▸ **WORK ORDER**: Within the data below, find the string "child" and return each line where it occurs.

GIVEN RECORDS: Begin

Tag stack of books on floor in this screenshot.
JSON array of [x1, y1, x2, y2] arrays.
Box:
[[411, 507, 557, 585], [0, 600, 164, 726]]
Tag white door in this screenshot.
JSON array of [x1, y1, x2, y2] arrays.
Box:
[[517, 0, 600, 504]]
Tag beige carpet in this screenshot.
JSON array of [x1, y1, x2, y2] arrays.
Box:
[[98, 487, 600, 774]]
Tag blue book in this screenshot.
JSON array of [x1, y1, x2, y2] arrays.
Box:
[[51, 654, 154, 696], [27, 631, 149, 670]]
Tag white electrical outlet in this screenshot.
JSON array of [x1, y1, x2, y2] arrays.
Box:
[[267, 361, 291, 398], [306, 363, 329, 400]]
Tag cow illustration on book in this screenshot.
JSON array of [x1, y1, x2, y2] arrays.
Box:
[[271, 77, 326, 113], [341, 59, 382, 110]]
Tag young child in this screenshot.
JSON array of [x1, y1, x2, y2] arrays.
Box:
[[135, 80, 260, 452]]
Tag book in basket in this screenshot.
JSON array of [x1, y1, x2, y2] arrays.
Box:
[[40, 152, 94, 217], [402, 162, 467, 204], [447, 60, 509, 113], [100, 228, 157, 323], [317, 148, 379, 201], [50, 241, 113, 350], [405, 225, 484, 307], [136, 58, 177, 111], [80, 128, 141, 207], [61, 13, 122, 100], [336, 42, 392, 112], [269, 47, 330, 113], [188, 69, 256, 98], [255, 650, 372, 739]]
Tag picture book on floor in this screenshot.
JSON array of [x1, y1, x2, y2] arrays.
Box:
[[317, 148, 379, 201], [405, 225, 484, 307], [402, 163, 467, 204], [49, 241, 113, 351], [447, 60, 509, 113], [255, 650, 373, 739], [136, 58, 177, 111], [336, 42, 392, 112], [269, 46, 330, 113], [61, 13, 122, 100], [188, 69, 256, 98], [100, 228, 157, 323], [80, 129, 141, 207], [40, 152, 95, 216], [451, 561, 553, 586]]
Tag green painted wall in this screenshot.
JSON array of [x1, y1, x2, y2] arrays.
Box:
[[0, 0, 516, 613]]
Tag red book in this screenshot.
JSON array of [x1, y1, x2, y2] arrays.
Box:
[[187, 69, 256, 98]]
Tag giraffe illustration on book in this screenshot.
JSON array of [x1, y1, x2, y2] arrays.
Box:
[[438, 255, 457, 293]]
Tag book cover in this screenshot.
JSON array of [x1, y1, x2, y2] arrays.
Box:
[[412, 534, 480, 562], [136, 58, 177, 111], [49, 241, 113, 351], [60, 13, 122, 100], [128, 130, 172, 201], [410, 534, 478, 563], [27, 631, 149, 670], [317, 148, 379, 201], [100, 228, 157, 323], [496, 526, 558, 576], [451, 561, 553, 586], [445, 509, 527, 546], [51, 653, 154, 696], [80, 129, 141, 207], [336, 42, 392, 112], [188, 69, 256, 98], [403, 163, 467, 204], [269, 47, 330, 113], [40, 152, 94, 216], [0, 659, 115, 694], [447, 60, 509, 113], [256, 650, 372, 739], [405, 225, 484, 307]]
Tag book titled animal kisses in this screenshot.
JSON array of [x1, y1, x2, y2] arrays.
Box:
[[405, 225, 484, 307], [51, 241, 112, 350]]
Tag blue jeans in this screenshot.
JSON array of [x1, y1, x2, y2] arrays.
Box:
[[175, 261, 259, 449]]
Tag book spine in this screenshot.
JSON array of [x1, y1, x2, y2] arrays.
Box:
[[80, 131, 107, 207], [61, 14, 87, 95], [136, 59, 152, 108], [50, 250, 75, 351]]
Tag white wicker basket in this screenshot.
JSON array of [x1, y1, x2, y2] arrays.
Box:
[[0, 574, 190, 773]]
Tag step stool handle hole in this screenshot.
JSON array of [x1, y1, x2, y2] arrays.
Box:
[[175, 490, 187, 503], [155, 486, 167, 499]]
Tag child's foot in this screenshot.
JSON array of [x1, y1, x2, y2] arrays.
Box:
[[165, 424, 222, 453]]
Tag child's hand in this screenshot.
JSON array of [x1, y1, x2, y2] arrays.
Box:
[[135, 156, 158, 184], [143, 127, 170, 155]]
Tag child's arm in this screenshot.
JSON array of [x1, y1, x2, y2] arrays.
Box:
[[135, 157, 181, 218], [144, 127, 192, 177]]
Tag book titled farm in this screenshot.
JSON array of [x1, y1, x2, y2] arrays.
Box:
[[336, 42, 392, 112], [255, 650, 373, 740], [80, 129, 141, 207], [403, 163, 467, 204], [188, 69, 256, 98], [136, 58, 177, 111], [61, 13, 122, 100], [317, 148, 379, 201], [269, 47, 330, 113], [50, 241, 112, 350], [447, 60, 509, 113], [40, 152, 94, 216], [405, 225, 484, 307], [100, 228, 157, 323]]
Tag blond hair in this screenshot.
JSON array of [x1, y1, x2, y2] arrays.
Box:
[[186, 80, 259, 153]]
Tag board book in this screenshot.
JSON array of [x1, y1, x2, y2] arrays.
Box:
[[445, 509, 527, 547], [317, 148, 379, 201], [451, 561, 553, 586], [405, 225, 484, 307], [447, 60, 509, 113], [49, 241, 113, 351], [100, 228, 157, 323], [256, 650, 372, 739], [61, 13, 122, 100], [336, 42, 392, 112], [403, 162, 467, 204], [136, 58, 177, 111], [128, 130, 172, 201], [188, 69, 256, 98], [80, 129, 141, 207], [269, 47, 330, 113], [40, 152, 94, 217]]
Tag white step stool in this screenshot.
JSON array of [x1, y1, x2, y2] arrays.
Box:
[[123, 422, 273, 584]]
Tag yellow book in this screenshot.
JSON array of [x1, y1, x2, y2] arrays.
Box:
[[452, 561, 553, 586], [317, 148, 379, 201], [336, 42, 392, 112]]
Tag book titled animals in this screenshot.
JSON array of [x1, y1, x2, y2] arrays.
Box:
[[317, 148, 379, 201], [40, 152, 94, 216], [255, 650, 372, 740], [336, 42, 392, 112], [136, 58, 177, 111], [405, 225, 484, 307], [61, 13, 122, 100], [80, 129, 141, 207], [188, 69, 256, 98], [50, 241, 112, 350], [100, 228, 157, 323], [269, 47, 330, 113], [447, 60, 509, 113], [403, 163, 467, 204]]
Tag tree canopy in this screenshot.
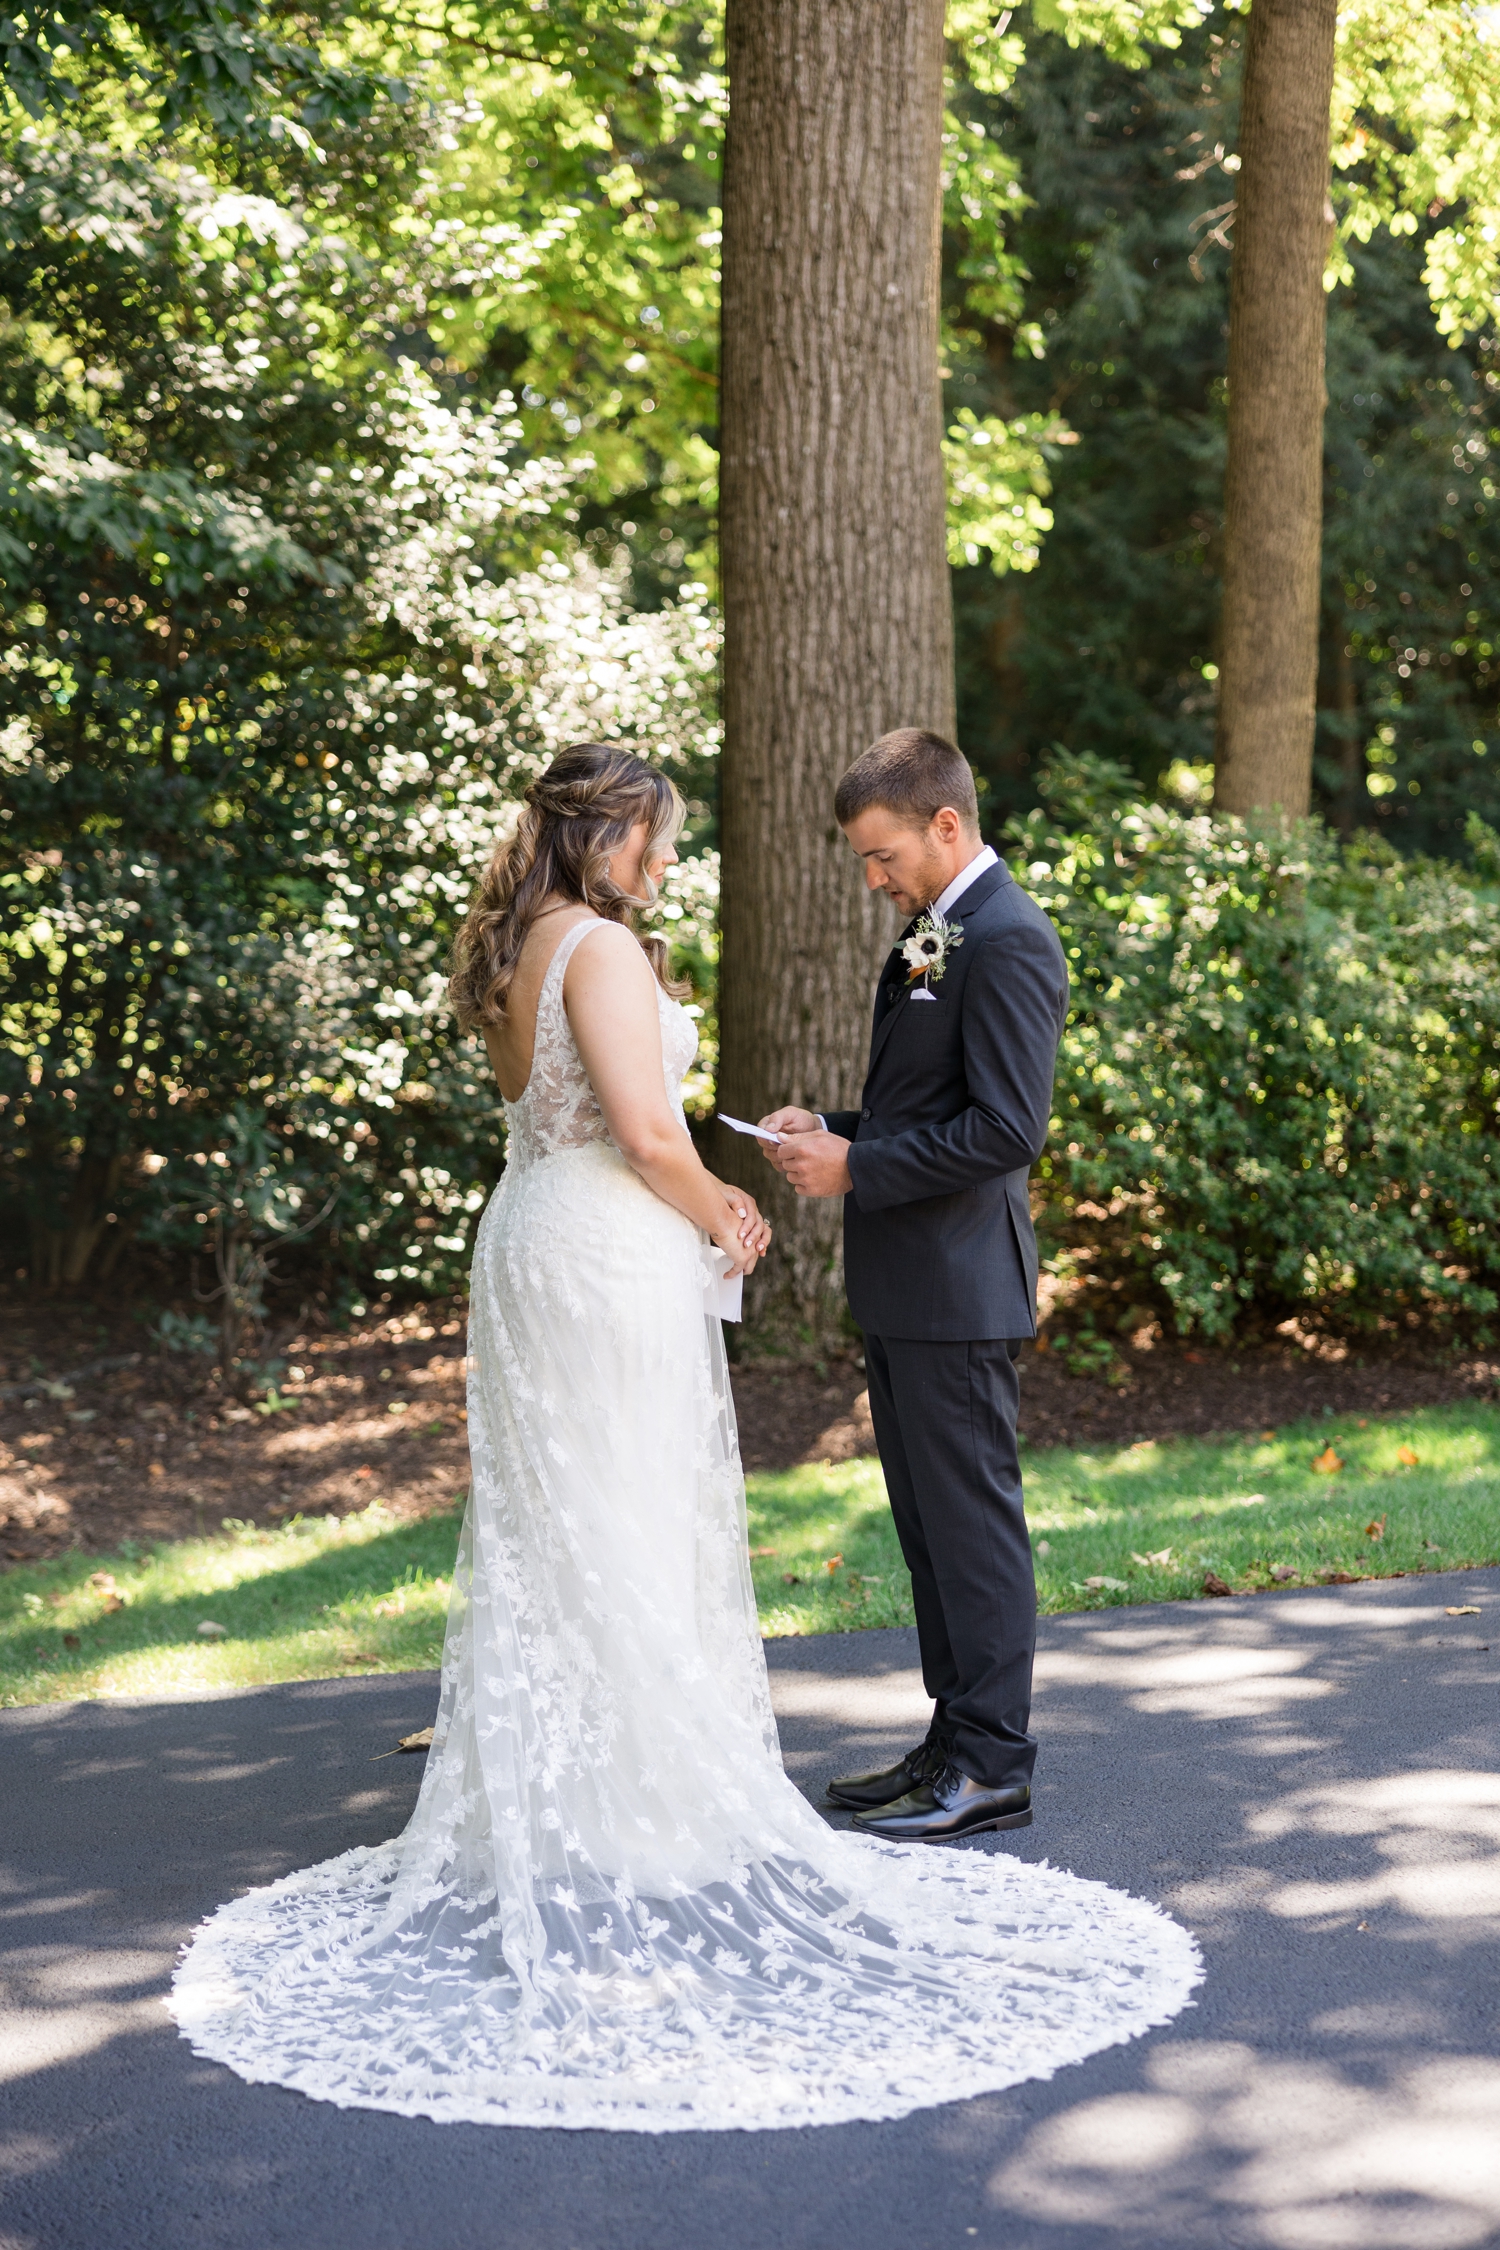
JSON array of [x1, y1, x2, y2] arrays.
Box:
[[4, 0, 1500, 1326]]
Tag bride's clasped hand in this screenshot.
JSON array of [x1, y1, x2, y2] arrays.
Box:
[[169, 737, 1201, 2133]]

GIVEN RECORDS: End

▸ **WRITTEN RESPONSE**:
Tag young child in this screenshot.
Tag child's foot in this screenshot.
Tag child's hand in this screenshot.
Tag child's arm in this screenshot.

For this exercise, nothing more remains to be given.